━━━━━ SUPPLIED RECORDS
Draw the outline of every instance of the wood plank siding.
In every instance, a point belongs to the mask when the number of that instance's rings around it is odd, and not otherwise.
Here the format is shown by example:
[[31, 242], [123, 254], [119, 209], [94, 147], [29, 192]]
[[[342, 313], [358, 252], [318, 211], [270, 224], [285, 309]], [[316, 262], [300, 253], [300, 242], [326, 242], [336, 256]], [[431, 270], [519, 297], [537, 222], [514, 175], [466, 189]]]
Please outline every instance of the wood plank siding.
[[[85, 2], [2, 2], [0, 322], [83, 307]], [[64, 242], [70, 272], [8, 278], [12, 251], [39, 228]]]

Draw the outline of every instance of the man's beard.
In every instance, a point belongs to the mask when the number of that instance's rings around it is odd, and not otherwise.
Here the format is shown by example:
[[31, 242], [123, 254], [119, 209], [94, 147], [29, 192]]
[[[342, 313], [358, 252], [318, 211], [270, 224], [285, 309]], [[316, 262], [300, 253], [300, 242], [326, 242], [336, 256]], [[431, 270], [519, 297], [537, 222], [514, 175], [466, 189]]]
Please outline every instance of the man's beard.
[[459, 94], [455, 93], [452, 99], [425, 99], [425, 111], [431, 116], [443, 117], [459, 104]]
━━━━━━━━━━
■ INSTRUCTIONS FOR THE TASK
Change each "instance" in the items above to "occurrence", and write out the items again with everything else left as it is.

■ COMPLETED TASK
Draw the outline of every occurrence of the wood plank siding.
In every occurrence, a point belongs to the mask when the number of that occurrence's rings around it is odd, and not otherwise.
Here the format is shown by example:
[[31, 242], [123, 254], [119, 209], [94, 147], [29, 192]]
[[[342, 313], [358, 252], [318, 211], [270, 224], [285, 309]], [[316, 262], [300, 253], [300, 242], [326, 242], [336, 256]], [[431, 270], [519, 297], [537, 222], [514, 175], [466, 189]]]
Please outline every occurrence of the wood plank siding.
[[[85, 2], [2, 2], [0, 322], [83, 307]], [[64, 242], [70, 272], [8, 278], [12, 251], [39, 228]]]

Draw the outline of every occurrence of the man's beard.
In every occurrence, a point belongs to the mask when the number of that occurrence's rings around it is odd, and not otherwise.
Here the format is shown by example:
[[31, 242], [123, 254], [119, 209], [94, 147], [29, 192]]
[[[342, 313], [358, 252], [318, 211], [270, 224], [285, 309]], [[316, 262], [300, 253], [300, 242], [326, 242], [336, 256]], [[431, 270], [519, 297], [537, 222], [514, 175], [466, 189]]]
Please outline every occurrence of the man's beard.
[[459, 94], [455, 93], [452, 99], [425, 99], [425, 111], [431, 116], [443, 117], [459, 104]]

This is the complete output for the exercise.